## Listing
-------

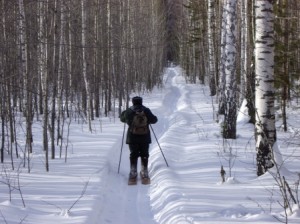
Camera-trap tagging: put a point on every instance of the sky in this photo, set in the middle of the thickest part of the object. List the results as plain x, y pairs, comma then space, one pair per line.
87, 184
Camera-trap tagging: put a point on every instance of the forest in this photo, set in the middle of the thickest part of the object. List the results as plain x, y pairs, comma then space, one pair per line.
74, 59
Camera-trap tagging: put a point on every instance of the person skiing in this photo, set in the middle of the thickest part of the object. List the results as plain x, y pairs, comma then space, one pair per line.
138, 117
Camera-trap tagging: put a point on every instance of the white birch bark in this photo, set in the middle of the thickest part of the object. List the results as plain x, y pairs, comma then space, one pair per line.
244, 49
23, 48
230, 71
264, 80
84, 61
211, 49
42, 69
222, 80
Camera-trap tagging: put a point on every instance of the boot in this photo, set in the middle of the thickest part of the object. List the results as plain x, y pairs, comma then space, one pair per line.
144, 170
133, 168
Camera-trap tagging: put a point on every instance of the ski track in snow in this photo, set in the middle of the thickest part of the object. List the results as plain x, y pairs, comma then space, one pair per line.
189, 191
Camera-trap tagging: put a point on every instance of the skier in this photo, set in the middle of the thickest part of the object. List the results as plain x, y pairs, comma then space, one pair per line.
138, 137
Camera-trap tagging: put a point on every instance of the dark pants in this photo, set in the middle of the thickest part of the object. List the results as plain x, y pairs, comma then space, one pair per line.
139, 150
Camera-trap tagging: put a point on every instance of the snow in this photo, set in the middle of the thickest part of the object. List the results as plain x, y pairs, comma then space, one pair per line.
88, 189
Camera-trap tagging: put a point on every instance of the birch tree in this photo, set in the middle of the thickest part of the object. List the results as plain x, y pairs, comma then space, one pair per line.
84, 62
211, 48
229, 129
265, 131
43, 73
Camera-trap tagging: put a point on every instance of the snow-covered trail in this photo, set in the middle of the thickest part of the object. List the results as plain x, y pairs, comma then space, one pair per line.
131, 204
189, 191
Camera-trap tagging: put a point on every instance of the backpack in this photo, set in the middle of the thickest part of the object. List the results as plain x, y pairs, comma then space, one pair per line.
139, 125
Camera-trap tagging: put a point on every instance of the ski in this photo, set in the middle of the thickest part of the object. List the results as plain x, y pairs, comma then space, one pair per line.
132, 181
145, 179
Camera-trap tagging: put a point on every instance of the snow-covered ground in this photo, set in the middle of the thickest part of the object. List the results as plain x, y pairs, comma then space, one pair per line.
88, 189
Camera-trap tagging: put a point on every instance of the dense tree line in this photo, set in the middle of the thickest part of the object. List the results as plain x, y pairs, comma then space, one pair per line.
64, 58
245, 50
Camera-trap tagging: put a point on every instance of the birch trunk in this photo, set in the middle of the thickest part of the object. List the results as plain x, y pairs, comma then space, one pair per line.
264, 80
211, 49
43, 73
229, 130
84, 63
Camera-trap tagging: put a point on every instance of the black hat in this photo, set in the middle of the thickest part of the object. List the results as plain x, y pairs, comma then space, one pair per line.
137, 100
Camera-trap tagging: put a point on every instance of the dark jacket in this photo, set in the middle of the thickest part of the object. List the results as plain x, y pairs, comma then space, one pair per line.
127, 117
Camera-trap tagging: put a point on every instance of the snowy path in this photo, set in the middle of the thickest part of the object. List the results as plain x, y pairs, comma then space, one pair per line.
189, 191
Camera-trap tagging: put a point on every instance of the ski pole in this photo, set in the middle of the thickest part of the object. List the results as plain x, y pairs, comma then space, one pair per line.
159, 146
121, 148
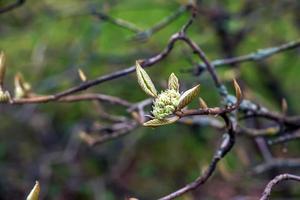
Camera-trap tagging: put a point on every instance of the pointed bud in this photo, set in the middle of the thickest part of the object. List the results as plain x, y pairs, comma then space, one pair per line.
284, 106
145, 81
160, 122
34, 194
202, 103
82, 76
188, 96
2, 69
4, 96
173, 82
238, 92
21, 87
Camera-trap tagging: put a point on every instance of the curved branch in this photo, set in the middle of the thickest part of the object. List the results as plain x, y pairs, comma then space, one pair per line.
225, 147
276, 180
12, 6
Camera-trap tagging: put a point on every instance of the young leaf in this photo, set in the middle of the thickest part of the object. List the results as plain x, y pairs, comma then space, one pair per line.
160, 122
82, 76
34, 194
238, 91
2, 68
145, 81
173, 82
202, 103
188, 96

-------

## Given exercise
Rewrite the rows from the line with "Camera-trap tagging: put a point on every instance of the young" through the end of the rows, swapping "young leaf" for "new leaf" and leaving everything else unchanged.

## The output
Camera-trap tagging: put a point on every instance of the new leaf in this photo, set in the middle of the thickest part of the object. List the results as plain x, y pairs, comma then space, one pair per line.
160, 122
82, 76
34, 194
238, 91
2, 68
145, 81
173, 82
202, 103
188, 96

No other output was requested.